[Source data]
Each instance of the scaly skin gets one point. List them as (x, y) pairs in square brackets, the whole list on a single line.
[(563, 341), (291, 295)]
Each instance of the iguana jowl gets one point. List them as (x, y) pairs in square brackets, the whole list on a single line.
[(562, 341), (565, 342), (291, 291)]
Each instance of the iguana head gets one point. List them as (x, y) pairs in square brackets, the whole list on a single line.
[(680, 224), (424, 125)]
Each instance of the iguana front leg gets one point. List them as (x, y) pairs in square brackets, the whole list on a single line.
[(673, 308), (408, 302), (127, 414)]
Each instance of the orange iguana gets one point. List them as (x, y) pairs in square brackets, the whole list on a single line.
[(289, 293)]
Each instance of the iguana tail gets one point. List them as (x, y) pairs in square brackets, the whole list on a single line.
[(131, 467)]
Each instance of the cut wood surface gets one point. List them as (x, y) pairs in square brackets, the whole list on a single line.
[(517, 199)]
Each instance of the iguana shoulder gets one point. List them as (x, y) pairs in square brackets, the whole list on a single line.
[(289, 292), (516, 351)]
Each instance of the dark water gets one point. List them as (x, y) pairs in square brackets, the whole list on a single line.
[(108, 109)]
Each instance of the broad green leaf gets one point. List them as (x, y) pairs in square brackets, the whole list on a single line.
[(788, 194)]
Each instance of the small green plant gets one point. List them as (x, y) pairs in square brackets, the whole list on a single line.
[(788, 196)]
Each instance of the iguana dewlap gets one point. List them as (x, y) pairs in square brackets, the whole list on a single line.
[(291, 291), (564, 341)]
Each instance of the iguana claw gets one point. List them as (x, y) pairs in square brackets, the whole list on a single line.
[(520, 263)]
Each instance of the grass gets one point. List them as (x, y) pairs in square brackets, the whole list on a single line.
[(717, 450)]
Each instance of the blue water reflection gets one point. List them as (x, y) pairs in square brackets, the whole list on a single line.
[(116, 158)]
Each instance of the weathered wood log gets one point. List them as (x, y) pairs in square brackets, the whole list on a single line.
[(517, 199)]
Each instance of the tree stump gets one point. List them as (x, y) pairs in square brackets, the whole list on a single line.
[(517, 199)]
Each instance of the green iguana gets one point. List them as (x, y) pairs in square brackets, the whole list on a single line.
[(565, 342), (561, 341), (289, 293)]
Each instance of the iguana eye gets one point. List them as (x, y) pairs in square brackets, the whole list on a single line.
[/Source data]
- Task requirements:
Using the records above, please retype only the run of lines from the line holding "Each instance of the iguana claw" through the last line, both ends included.

- Task solution:
Each instance of the iguana claw gets one point. List them as (x, y) pairs in square brackets, the whole list on a single line.
[(520, 263)]
Each instance of the grass gets one point. List them as (x, y) pairs in square brackets, the whole list on a single line.
[(717, 450)]
Each instance of the blue water reflection gets one point. List them as (x, y) pairs in square brackets, the whole list on a single line.
[(116, 158)]
Each instance of the weathered wood log gets one point. List them as (x, y) pairs in square brackets, the whole list on a single line.
[(517, 199)]
Each instance of the tree stump gets one point. List them as (x, y) pairs in square brackets, the whole list on a single line.
[(517, 199)]
Each instance of the green iguana gets one point. List them as (x, y) pairs in square brackets, the whole list on a single line.
[(565, 342), (561, 341), (289, 293)]
Each instance of the iguana eye gets one point. List them as (x, y) pairs in square brackets, the whole list on a single line.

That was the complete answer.